● ENTRIES SUPPLIED
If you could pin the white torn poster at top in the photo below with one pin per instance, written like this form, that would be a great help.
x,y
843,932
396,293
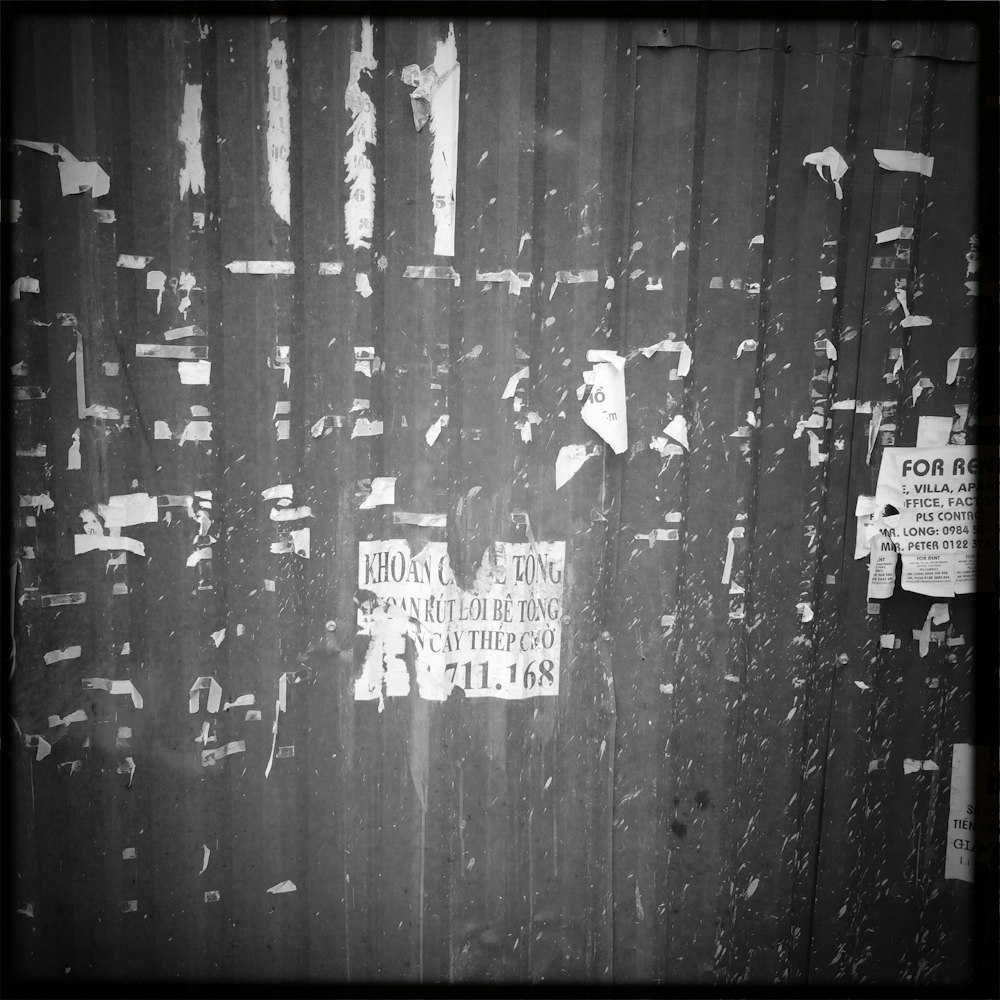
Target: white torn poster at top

==

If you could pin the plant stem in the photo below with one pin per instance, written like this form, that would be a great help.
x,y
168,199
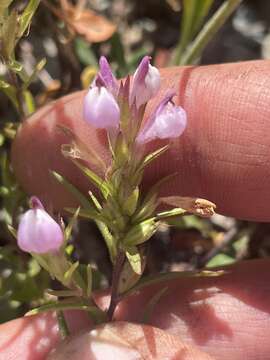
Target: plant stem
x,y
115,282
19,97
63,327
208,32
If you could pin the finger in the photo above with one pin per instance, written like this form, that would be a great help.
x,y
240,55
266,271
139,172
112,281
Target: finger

● DIRECTIONS FOR THIS TASK
Report each line of the material in which the string "torn" occurs.

● WRITTEN REPLY
If you could pin the white torn poster at top in the photo below with one pin per instance, written like this form, that would be a great help.
Target: white torn poster at top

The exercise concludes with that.